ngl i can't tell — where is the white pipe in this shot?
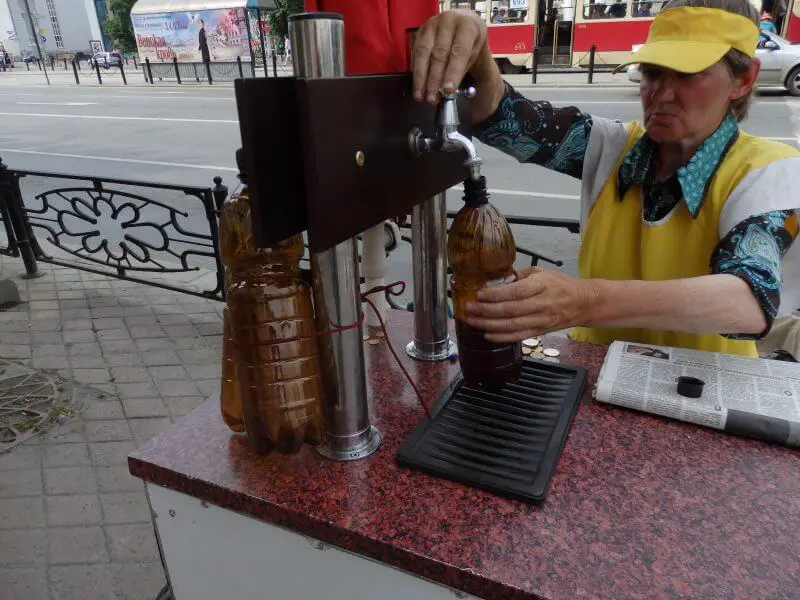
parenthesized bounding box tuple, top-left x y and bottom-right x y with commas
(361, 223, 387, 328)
* * * * * * * * *
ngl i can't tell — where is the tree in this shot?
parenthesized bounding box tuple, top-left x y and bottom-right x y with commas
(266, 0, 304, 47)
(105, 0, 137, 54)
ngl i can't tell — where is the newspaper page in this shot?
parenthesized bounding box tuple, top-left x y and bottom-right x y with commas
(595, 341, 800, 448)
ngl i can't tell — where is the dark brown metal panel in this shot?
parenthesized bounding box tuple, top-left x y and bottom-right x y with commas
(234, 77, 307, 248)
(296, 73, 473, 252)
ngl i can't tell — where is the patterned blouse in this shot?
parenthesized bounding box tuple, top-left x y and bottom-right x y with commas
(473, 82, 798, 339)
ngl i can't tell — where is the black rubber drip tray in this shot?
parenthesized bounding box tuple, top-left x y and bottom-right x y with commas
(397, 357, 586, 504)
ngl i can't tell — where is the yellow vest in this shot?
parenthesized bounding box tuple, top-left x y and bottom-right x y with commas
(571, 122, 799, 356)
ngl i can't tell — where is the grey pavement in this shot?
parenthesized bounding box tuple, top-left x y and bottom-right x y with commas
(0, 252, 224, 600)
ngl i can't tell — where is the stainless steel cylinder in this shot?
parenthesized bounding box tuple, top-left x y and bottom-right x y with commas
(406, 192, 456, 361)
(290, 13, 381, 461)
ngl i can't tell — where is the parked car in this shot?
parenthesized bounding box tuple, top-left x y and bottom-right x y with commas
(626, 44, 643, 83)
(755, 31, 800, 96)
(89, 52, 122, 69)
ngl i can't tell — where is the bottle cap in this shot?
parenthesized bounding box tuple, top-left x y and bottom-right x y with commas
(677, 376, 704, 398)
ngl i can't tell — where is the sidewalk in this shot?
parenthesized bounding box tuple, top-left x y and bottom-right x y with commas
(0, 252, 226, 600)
* * * * * * * * *
** ASSIGNED TASK **
Which lines run from the one holding "ngl i can't tell — where is the patterned" through the one holding "ngl i can't tell — where is the yellow" in the records above? Repeat them exactly, both included, and nothing more.

** WRITTEN RESPONSE **
ngl i can't tell — where is the patterned blouse in this shot?
parenthesized bounding box tuple, top-left x y and bottom-right x y with commas
(473, 82, 798, 339)
ngl i can't tell — where is the black rubber drip tray in this shot?
parenthesized bounding box tuple, top-left x y and bottom-right x y with commas
(397, 357, 586, 504)
ngl i can't tell — where is the yellow vest in this shot?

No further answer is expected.